- [AIM OF THE EXERCISE] Repeat the lines below word for word, from the first one through the line that contains "Outline every instance of the distant", including both ends.

- [INPUT MATERIAL]

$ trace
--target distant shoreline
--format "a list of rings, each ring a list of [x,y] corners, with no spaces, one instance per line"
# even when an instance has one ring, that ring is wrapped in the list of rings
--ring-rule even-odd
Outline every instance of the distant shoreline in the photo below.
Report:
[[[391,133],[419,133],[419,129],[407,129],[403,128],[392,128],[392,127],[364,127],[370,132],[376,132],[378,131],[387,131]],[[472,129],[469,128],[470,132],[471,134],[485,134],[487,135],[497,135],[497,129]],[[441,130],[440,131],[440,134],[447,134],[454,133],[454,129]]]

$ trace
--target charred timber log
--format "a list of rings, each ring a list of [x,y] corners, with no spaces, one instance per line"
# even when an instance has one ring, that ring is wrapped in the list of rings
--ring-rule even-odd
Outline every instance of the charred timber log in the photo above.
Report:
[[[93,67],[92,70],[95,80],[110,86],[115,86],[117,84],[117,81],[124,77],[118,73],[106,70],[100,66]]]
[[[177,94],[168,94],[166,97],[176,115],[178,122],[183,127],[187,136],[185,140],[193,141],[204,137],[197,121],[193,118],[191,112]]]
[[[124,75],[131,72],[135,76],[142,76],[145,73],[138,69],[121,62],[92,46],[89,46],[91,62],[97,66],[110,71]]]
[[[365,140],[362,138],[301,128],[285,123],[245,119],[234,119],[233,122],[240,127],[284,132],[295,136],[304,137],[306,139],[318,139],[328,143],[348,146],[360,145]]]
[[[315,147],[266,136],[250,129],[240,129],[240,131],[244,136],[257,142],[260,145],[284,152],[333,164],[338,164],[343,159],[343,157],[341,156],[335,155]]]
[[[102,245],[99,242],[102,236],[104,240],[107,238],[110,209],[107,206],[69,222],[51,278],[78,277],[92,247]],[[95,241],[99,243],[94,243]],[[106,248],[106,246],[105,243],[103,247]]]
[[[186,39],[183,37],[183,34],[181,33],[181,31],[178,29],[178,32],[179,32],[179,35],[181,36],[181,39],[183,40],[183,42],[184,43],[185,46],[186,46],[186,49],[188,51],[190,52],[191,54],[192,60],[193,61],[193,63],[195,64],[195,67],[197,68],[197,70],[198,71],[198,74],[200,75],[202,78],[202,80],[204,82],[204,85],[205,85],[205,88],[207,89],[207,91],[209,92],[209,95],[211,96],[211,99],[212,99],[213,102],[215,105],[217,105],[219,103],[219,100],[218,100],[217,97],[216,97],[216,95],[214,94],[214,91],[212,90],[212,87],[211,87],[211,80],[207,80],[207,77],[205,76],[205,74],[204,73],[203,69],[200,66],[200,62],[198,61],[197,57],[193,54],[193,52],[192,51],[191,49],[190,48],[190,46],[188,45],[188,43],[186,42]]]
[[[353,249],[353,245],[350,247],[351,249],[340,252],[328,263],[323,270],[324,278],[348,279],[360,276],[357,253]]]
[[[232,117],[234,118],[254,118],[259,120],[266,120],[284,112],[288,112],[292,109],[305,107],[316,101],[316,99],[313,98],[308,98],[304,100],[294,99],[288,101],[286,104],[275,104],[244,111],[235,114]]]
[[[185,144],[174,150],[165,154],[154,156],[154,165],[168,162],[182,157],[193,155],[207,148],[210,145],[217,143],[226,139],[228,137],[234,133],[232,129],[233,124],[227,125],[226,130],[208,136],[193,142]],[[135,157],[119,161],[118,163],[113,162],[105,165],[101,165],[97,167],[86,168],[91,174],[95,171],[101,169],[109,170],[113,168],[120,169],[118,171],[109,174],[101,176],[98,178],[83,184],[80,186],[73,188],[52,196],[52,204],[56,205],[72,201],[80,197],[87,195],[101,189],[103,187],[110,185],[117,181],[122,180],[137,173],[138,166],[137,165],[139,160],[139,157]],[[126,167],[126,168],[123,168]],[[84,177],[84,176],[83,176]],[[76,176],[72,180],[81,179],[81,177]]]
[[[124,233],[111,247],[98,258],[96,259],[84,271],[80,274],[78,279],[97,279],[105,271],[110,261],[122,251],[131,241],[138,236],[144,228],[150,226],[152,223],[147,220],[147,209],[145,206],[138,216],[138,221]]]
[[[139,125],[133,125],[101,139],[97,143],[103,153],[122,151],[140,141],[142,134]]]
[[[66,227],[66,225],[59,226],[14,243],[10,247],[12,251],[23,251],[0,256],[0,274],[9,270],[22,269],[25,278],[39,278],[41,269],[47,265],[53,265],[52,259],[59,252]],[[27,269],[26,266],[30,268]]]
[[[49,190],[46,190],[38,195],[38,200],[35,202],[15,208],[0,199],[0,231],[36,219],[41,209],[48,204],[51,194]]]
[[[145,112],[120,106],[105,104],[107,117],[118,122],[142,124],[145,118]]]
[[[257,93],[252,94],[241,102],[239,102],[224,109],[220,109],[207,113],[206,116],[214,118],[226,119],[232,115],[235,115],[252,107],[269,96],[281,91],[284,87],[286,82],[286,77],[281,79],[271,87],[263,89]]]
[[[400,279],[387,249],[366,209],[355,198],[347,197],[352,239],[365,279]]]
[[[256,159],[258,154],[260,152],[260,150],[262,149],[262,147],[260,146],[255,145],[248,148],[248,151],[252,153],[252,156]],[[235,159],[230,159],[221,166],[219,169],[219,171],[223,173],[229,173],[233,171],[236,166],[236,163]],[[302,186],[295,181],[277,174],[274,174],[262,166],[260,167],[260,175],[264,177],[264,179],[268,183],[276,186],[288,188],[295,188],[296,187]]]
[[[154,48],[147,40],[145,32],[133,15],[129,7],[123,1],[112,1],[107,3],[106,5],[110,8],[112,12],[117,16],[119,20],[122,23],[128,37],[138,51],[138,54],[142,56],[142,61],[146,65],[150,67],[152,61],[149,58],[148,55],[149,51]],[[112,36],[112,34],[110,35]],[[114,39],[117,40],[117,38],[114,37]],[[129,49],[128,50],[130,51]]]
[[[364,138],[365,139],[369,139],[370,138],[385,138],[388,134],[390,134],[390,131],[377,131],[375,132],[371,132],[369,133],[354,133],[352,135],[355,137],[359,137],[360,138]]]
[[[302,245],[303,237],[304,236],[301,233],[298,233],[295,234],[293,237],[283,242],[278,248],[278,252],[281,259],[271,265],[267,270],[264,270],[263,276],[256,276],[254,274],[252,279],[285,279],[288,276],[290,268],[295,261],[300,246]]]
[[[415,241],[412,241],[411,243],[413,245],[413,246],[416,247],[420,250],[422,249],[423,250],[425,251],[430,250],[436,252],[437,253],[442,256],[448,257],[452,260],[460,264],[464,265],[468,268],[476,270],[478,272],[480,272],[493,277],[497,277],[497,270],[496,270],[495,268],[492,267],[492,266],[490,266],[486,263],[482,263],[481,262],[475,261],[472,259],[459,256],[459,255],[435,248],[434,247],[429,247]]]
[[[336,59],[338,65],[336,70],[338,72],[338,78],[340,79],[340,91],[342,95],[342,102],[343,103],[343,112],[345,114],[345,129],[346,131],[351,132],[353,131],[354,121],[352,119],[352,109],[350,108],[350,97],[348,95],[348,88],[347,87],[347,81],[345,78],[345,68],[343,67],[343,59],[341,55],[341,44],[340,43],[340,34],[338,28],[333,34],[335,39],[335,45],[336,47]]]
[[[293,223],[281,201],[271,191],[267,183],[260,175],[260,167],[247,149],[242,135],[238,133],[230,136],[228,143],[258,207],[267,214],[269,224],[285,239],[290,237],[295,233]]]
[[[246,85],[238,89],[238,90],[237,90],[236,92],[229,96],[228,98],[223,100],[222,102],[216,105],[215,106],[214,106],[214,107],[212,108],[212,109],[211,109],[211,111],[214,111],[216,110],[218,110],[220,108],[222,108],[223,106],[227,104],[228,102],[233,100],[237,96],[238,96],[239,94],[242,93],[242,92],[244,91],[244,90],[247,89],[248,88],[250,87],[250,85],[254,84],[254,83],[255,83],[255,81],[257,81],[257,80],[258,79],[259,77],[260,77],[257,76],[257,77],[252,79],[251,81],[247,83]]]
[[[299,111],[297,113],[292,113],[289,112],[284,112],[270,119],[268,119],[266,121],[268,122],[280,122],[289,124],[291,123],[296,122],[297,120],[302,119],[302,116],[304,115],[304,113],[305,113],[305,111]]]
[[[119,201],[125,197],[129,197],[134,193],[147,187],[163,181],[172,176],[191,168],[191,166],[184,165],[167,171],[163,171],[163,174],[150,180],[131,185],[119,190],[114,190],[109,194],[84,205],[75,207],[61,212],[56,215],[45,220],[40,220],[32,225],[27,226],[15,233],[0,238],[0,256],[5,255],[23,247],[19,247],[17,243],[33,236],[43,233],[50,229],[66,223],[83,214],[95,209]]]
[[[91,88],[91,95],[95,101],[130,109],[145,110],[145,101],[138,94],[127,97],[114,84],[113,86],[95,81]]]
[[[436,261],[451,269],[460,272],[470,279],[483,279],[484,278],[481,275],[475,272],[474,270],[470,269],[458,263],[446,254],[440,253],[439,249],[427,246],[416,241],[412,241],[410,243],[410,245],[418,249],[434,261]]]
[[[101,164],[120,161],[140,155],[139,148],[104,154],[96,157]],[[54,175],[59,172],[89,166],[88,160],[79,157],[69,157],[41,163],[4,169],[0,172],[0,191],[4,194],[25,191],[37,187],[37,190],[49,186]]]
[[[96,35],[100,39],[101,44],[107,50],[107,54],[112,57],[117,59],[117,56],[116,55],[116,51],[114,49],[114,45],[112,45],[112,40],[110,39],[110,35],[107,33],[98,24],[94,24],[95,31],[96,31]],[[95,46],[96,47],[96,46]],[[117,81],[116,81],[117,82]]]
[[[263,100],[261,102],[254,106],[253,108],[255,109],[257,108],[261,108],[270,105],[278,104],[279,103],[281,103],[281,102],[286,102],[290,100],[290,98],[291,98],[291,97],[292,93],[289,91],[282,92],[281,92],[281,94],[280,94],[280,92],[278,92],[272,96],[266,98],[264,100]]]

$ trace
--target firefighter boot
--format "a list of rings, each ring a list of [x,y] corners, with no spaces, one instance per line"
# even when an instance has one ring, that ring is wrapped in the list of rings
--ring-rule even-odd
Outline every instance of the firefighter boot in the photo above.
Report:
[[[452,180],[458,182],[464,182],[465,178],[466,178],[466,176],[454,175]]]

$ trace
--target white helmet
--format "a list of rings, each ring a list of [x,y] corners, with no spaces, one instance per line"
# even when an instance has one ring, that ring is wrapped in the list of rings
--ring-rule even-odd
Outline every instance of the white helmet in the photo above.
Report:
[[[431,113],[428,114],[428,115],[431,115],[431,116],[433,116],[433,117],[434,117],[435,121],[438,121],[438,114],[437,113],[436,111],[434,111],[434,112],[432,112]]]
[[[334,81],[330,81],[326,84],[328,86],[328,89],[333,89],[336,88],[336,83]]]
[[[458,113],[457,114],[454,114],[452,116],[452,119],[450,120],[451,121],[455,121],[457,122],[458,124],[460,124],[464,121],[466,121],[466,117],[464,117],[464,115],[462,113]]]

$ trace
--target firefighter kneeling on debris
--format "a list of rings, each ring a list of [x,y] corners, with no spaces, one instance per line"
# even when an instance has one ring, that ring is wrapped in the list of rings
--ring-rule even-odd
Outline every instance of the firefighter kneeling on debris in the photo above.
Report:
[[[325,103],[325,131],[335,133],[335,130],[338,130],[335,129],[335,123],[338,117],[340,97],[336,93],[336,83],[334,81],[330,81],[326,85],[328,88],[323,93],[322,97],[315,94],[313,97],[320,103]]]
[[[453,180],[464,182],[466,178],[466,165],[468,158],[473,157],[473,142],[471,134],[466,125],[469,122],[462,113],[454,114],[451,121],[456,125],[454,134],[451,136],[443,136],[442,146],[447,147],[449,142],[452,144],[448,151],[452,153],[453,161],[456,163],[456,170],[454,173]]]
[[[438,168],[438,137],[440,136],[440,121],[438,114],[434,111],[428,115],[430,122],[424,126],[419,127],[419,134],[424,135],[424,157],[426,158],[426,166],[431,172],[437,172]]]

- [TASK ANSWER]
$ trace
--target distant shoreline
--format "a list of rings, each ring a list of [x,y] corners, with no spaces, one instance per line"
# even when an instance has one ring, that ring is wrapped in the list of rings
--ring-rule even-odd
Outline every instance of the distant shoreline in the photo below.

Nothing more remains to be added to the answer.